Texto fornecido —
-*-

1- No dia 15 de Julho de 1992, no 10º Cartório Notarial de Lisboa, DD celebrou com o autor, AA, a escritura de compra e venda certificada a fls 69 e segs, nos termos da qual aquele declarou vender e este declarou comprar, pelo preço já recebido de 7.500.000$00, a fracção autónoma designada pela letra “D”, correspondente ao segundo andar esquerdo, do prédio urbano em regime de propriedade horizontal, situado na Avenida .......... nºs ..... e .....-A, freguesia de S. Jorge de Arroios, concelho de Lisboa, inscrito na matriz da freguesia de S. João .......... nº ....., descrito na 1ª Conservatória do Registo Predial de Lisboa sob o nº ........... do Livro ..-...

2 – Em 5-8-92, pela Apresentação 09/050892, AA, registou a referida aquisição a seu favor, por compra, na competente Conservatória do Registo Predial.



3 – DD faleceu no dia 26 de Setembro de 2006, com 95 anos de idade, no estado de casado com EE.



4 – Correu termos na 3ª Secção da 6ª Vara Cível de Lisboa, sob o nº ......./1992, uma acção declarativa em que era autor AA e réus BB e CC, na qual peticionava o reconhecimento do direito de propriedade do autor sobre a fracção autónoma identificada no anterior nº1, a condenação dos réus a restituírem-lhe o dito andar e bem assim a pagarem-lhe uma indemnização no valor de 200.000$00 mensais, até efectiva entrega do imóvel.

5 – Essa acção foi julgada improcedente, tendo os réus sido absolvidos de todos os pedidos, por sentença de 10-3-2000



6 – Em sede de recurso, o Tribunal da Relação de Lisboa, embora reconhecendo o direito de propriedade do autor, confirmou no mais a sentença e, em recurso de revista, o Supremo Tribunal de Justiça confirmou aquele Acórdão, negando a revista.



7 – Os réus residem na fracção autónoma identificada no anterior nº1.


Vejamos agora o mérito do recurso:



Na petição inicial, o autor pede se declare que comprou o andar onde vivem os réus mediante dois contratos: o de compra e venda do dito andar pelo preço de 7.500.000$00, fixado na respectiva escritura de 15-7-92, e o estabelecimento de uma renda vitalícia de 50.000$00 por mês, estabelecida pelo comprador, a favor do vendedor DD e mulher, compromisso este assumido por uma carta de 10-7-92.


Na revista, o recorrente pugna para que se declare que o referido compromisso da renda vitalícia existiu, como um facto cuja verificação judicial pretende.


A Relação considerou que o contrato de renda vitalícia não pode ser oposto aos réus, por ser nulo, em virtude de não ter sido celebrado por escritura pública, não podendo os réus ser condenados a reconhecer um contrato inválido.

-*-

Dados recolhidos
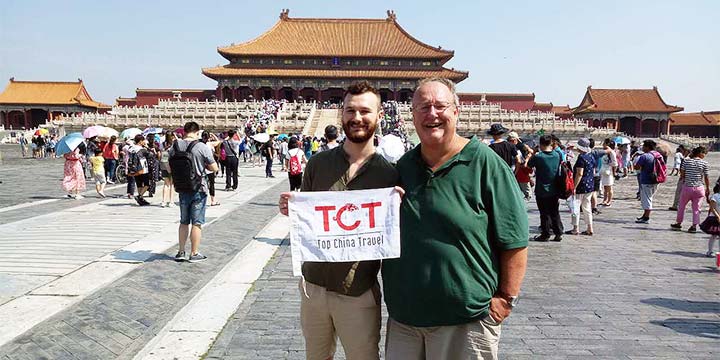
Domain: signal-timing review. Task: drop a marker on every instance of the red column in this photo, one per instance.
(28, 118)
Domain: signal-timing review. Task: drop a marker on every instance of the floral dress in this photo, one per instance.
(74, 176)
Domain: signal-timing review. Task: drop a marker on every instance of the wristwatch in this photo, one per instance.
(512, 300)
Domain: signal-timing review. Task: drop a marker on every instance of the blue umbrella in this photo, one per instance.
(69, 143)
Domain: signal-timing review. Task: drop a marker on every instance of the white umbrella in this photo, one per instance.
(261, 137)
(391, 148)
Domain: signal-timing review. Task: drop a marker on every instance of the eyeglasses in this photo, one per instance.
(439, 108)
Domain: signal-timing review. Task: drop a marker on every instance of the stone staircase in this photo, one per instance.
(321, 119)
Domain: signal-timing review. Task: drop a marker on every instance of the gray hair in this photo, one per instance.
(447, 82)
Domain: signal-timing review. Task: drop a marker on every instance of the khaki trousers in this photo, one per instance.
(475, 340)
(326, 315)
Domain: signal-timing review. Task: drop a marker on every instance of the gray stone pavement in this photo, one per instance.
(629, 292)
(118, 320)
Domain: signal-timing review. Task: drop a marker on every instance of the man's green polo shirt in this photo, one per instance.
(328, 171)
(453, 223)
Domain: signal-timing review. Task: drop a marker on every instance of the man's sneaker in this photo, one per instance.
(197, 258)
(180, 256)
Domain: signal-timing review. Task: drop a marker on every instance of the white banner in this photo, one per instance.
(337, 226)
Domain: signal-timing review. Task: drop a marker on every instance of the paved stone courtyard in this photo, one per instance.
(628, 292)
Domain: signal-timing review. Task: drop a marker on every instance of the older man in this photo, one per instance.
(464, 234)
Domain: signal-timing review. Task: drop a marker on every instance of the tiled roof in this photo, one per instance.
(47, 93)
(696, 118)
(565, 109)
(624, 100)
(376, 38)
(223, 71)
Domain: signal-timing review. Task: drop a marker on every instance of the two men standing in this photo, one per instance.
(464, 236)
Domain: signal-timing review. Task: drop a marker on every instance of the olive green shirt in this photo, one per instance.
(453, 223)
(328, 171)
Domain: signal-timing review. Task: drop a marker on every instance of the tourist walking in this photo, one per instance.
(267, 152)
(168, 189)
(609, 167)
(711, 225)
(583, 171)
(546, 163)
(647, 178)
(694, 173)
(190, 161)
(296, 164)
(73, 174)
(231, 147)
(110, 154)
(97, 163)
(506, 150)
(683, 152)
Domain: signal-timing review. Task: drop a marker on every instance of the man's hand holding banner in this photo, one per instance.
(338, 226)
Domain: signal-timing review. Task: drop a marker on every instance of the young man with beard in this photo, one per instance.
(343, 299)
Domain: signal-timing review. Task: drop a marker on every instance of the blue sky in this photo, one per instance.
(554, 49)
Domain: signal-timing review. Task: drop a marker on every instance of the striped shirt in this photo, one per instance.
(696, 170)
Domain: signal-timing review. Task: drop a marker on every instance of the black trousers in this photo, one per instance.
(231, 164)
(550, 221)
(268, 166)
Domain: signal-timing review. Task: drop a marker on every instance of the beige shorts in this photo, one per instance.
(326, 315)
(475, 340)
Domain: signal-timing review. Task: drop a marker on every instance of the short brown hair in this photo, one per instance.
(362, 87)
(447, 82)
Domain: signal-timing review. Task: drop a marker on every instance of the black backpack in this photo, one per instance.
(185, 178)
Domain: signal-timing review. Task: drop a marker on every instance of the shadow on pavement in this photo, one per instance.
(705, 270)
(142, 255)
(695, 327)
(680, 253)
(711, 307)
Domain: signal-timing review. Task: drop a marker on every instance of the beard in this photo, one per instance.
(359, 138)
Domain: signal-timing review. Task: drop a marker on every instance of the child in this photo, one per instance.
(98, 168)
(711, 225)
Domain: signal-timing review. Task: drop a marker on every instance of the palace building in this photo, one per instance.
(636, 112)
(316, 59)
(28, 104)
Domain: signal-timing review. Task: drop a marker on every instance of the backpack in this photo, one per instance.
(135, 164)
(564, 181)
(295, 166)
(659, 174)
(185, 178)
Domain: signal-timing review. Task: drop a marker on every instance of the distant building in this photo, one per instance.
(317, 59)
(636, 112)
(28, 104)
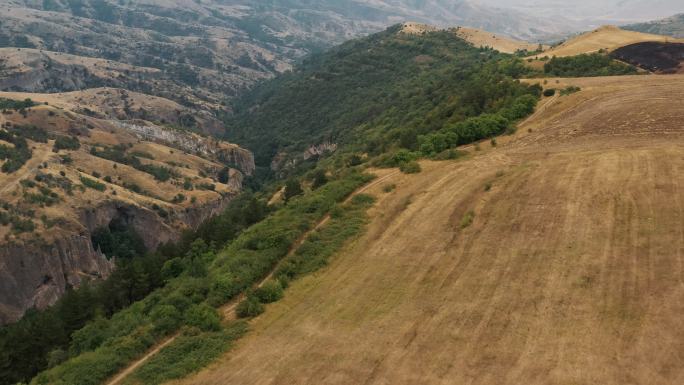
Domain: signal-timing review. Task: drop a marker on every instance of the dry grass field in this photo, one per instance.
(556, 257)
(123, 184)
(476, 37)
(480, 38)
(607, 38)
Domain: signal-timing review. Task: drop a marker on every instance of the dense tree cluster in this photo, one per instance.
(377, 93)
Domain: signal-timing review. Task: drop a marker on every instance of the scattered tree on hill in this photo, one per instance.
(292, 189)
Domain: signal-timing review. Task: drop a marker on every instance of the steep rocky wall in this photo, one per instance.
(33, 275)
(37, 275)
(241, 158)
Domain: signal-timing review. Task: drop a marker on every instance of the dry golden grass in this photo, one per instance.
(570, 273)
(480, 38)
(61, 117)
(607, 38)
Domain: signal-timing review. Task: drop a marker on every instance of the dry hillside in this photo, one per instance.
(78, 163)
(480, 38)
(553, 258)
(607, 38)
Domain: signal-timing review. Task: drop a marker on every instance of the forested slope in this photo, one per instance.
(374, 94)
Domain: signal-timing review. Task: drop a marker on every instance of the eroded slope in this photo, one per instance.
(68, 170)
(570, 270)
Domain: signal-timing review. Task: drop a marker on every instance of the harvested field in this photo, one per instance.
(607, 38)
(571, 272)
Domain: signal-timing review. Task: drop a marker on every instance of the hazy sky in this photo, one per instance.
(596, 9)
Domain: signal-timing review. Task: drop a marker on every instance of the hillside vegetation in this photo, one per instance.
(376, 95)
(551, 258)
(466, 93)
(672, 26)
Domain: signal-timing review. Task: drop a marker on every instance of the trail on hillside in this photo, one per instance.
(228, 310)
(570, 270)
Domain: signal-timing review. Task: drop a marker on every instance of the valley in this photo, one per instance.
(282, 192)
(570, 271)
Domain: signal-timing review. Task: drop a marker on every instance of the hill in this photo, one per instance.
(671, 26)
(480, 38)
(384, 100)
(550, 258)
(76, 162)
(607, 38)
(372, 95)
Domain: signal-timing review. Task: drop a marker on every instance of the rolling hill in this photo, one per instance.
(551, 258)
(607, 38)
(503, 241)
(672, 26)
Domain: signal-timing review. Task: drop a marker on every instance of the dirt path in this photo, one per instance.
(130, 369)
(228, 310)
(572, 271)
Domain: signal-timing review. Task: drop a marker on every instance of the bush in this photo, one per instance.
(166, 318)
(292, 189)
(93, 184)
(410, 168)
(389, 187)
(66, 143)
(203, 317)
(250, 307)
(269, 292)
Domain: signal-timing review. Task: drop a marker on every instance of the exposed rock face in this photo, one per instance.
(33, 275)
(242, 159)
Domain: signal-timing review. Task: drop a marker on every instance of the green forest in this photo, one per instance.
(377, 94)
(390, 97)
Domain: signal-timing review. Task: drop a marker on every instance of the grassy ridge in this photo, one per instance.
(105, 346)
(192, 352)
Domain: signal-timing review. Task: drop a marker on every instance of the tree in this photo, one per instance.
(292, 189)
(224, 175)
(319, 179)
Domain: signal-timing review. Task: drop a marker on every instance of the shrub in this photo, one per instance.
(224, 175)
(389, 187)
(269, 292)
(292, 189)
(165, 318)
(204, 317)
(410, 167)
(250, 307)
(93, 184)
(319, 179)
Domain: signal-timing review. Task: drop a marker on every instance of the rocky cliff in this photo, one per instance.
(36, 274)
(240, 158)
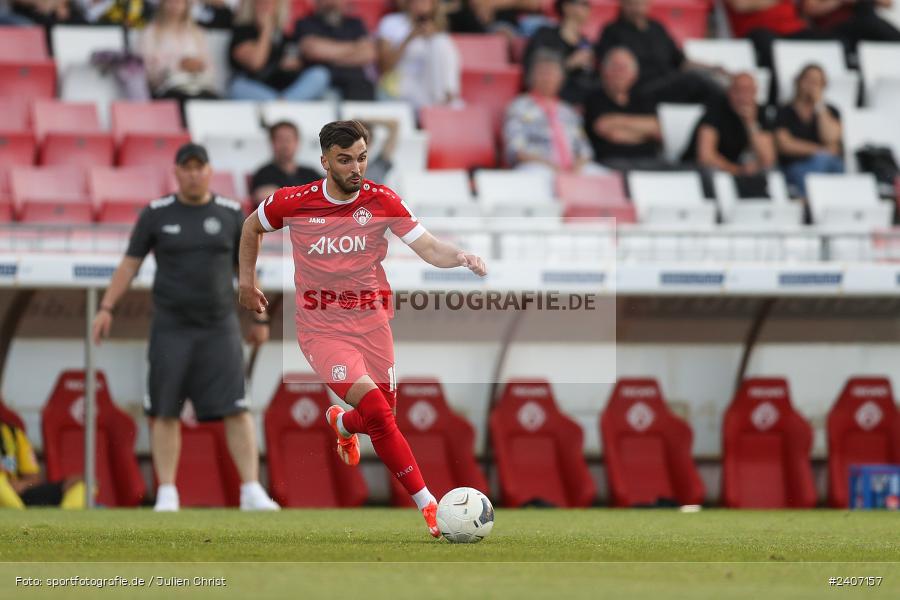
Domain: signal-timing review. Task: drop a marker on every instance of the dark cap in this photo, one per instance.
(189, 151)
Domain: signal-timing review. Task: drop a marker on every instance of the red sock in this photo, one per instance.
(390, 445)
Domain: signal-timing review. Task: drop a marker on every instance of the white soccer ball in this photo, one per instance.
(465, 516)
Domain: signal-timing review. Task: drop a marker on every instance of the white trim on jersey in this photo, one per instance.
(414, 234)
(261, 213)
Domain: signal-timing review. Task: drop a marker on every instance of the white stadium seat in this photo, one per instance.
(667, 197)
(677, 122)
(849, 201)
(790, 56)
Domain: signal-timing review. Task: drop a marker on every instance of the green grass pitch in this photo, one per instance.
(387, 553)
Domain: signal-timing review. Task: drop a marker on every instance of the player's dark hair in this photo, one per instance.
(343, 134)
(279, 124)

-*-

Tarefa escrita A — No texto sobre a compra da fracção autónoma, em que data morreu DD?
Tarefa escrita B — Indique todos os tribunais nomeados no texto sobre a compra da fracção autónoma.
Tarefa escrita C — Dê seguimento ao texto sobre a compra da fracção autónoma a partir da sua última frase.

Resultado da tarefa A — DD faleceu no dia 26 de Setembro de 2006.

Resultado da tarefa B —
- 3ª Secção da 6ª Vara Cível de Lisboa
- Tribunal da Relação de Lisboa
- Supremo Tribunal de Justiça

Resultado da tarefa C —
Que dizer ?


As acções são declarativas ou executivas – art. 4, nº1, do C.P.C.
As acções declarativas podem ser de simples apreciação, de condenação ou constitutivas - art. 4, nº2.


As acções de simples apreciação visam obter unicamente a declaração da existência ou inexistência de um direito ou de um facto –

art. 4, nº2, al. a)
.
Na acção declarativa de simples apreciação, “não se exige do réu prestação alguma, porque não se lhe imputa a falta de cumprimento de qualquer obrigação. O autor tem simplesmente em vista pôr termo a uma incerteza que o prejudica: incerteza sobre a existência de um direito” ( Alberto dos Reis, Cód. Proc. Civil Anotado, Vol. I, pág. 15) .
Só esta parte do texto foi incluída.